* WORK TO BE COMPLETED *
Which lines below contain the word "shower"? Gather all of them and copy each one out in full.

* RECORDED DATA *
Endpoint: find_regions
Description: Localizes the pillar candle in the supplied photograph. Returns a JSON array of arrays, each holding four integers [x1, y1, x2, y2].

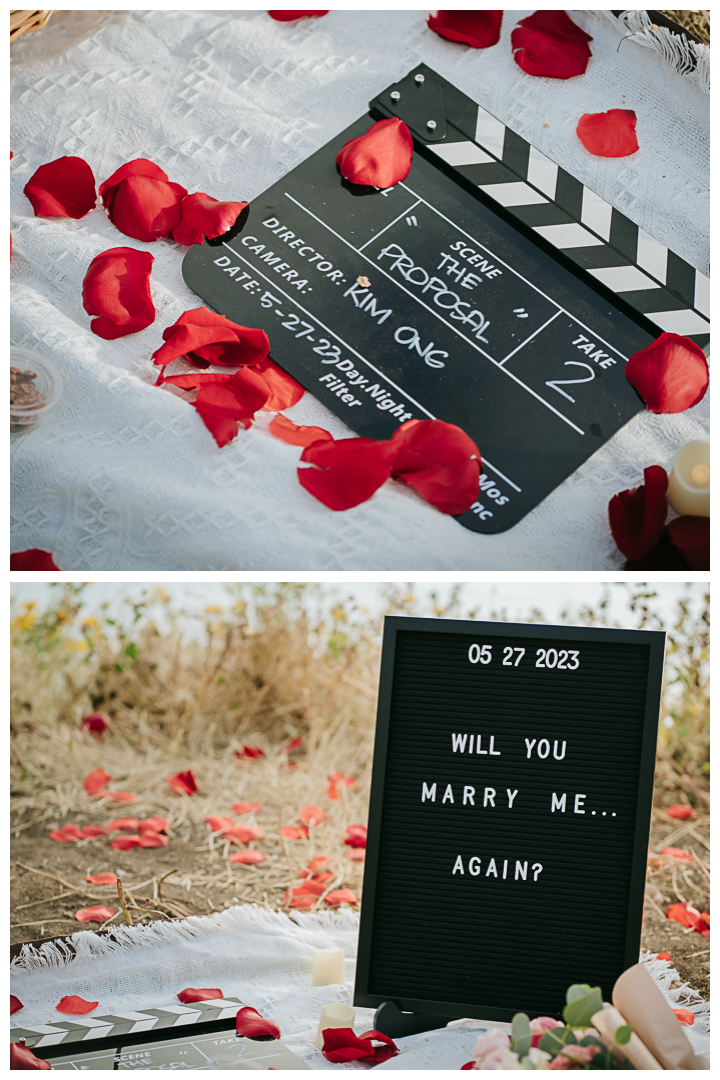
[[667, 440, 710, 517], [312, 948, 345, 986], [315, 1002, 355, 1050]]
--
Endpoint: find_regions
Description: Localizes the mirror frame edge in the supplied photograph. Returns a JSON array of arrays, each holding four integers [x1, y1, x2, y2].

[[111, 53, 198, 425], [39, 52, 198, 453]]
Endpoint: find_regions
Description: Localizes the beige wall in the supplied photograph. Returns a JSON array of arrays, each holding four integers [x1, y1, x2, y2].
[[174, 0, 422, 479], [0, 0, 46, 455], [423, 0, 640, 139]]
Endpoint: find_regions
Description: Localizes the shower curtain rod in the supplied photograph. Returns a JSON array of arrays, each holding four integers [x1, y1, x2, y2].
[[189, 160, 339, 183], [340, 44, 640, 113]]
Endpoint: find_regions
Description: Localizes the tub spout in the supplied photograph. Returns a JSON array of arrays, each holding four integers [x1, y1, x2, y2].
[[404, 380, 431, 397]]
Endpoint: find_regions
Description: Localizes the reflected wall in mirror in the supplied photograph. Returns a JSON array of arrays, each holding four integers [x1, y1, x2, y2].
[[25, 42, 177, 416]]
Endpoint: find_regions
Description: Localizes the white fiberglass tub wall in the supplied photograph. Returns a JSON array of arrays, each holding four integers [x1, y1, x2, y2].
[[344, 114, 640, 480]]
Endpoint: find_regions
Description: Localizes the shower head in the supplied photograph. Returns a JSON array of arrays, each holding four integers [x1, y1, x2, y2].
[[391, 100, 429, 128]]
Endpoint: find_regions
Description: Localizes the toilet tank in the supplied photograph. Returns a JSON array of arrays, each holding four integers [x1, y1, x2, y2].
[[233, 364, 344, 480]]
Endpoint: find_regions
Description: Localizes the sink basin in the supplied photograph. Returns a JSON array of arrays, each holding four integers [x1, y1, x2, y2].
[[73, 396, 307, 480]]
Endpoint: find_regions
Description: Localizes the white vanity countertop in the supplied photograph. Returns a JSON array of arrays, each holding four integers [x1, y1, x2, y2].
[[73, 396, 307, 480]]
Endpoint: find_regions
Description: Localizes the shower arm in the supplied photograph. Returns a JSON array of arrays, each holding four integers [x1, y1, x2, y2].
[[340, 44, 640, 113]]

* SOLUTION TO THE PROBLEM *
Description: Localizes the shower curtain rod in the supplied photograph. Returns a JSON array of arrays, each holding four integers [x1, y1, x2, y2].
Description: Localizes the shower head in the supplied photograph. Returns a JSON array of arrays, each holding four integers [x1, y1, x2, y2].
Description: Localizes the shower arm in the supplied photograph. Returns a JSON array of arrays, each holding four integers [x1, y1, x2, y2].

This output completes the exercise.